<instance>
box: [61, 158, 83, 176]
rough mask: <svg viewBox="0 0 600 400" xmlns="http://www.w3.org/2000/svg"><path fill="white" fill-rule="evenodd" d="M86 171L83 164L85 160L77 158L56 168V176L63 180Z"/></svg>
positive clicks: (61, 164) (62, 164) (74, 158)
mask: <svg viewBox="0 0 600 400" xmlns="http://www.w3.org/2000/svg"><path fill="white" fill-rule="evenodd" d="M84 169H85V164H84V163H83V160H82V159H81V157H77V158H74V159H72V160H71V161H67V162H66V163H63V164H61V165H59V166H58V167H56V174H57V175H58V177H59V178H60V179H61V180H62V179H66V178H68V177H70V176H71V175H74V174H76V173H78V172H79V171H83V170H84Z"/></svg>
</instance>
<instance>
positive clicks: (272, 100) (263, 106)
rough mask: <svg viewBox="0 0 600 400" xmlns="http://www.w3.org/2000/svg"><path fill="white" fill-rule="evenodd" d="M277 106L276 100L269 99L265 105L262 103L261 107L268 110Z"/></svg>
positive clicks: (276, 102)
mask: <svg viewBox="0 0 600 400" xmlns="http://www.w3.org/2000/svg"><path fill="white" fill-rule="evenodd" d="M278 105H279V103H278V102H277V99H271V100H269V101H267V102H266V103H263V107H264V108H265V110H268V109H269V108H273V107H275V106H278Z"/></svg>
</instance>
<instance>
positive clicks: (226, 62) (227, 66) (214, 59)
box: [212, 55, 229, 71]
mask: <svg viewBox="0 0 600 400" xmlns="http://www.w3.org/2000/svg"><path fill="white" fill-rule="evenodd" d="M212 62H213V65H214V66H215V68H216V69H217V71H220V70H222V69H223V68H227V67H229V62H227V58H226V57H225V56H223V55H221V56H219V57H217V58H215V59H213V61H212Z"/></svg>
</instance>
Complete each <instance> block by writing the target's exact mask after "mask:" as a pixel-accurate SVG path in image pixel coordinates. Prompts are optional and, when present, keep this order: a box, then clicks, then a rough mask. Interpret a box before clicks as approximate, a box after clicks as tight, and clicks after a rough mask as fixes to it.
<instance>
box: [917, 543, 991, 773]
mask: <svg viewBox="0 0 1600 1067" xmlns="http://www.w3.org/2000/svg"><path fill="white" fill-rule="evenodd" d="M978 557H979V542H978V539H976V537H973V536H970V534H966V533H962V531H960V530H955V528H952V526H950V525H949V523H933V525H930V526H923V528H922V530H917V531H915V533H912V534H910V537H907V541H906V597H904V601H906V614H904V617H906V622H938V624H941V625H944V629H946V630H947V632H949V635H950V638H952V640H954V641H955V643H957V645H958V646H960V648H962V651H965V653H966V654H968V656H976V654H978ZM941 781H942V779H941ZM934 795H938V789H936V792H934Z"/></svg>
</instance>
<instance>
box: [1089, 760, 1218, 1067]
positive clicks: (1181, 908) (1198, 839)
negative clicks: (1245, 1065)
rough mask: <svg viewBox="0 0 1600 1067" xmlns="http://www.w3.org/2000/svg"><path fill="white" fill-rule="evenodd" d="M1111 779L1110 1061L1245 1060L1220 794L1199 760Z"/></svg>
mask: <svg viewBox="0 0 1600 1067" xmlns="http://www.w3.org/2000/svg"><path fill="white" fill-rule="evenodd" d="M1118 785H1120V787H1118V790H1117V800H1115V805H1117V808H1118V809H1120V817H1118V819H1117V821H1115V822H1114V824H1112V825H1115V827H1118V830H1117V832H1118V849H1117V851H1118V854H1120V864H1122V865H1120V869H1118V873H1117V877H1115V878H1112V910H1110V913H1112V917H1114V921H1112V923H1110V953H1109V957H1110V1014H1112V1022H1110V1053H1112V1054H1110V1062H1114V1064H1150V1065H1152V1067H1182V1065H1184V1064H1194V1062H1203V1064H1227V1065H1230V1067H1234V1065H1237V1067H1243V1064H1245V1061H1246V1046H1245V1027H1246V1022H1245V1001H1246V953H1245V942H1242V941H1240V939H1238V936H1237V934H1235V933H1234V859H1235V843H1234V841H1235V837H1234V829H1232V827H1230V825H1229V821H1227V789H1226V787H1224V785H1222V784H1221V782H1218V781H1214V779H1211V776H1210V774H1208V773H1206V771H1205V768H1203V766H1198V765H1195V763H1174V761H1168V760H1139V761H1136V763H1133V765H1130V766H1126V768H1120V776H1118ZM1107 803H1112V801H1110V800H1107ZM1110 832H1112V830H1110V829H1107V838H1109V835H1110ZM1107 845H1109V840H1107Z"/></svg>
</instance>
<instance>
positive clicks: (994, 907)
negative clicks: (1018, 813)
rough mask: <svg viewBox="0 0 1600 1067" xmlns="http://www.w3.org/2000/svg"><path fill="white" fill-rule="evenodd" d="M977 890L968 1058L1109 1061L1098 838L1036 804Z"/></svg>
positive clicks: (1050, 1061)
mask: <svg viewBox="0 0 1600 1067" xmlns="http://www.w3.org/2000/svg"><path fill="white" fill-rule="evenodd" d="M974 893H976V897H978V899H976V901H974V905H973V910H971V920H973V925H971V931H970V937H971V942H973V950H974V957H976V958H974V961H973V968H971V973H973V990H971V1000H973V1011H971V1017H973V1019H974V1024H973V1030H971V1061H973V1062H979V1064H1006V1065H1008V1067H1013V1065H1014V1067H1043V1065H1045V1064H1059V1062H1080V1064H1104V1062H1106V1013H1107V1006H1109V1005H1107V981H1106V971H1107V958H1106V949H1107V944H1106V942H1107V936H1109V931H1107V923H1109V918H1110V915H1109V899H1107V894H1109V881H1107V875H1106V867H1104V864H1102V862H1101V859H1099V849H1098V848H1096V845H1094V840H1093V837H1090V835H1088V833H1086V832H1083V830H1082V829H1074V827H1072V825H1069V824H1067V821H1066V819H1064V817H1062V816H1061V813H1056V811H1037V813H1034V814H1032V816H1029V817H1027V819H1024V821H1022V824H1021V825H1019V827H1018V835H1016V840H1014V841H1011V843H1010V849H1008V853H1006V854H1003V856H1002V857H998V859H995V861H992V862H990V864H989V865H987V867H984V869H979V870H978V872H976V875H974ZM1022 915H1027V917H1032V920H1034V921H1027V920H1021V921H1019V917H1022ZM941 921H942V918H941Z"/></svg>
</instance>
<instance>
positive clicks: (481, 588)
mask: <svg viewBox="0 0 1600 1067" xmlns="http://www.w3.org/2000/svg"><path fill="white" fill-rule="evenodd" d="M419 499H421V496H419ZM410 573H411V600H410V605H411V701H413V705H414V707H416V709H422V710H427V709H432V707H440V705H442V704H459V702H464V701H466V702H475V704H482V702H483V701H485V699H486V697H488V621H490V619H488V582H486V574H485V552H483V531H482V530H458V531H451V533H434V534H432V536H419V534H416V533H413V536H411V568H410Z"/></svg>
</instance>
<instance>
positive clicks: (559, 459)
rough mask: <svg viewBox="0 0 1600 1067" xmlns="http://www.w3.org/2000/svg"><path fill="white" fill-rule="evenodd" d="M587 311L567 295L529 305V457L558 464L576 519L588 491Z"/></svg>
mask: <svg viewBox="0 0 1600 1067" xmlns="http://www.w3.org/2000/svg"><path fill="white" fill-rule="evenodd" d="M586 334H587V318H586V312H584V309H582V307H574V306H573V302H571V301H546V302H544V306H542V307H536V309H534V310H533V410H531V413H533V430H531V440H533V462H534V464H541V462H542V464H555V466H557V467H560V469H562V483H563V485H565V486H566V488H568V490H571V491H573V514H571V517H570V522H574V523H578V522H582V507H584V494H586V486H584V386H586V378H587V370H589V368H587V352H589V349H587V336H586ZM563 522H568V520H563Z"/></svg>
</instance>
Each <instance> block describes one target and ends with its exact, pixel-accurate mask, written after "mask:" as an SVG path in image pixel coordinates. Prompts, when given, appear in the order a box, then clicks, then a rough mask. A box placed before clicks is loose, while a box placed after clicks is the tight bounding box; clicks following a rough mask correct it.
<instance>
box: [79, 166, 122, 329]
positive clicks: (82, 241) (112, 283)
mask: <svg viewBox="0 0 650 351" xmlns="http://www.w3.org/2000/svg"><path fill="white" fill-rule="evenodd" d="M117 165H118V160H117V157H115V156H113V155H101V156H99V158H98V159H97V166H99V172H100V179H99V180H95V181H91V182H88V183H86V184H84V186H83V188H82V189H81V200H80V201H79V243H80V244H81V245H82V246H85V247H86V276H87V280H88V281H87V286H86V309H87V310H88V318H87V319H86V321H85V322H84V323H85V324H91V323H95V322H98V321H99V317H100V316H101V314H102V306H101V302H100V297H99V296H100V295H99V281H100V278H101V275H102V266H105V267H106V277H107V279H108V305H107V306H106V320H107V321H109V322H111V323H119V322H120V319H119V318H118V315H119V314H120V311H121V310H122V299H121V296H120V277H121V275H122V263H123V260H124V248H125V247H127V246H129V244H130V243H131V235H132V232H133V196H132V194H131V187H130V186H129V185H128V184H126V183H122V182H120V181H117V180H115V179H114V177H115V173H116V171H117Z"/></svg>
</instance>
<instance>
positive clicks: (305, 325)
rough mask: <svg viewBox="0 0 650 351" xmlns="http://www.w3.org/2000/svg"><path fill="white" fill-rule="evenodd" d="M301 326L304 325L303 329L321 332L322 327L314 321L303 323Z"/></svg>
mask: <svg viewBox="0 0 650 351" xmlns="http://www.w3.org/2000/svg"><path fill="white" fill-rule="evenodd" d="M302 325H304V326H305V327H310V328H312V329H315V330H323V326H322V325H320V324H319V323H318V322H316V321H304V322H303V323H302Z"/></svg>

***

◆ **PROBLEM DETAILS**
Show all lines above that contain "accurate".

◆ **SOLUTION TO THIS EXERCISE**
Complete each <instance> block by writing the target's exact mask after "mask:" as a pixel-accurate SVG path in image pixel coordinates. Prompts are optional and, when present, keep this order: a box, then clicks, then a rough mask. Interpret a box before clicks as approximate, a box after clicks as tight, and clicks after a rough mask as fixes to it.
Each <instance> block describes one target and ends with its exact, pixel-accurate mask, written after "mask:" as an SVG path in image pixel coordinates. Prompts, when given, appear in the order a box, then clicks, then a rough mask. A box placed before clicks is loose, while a box placed after clicks is the tight bounding box; clicks following a rough mask correct it.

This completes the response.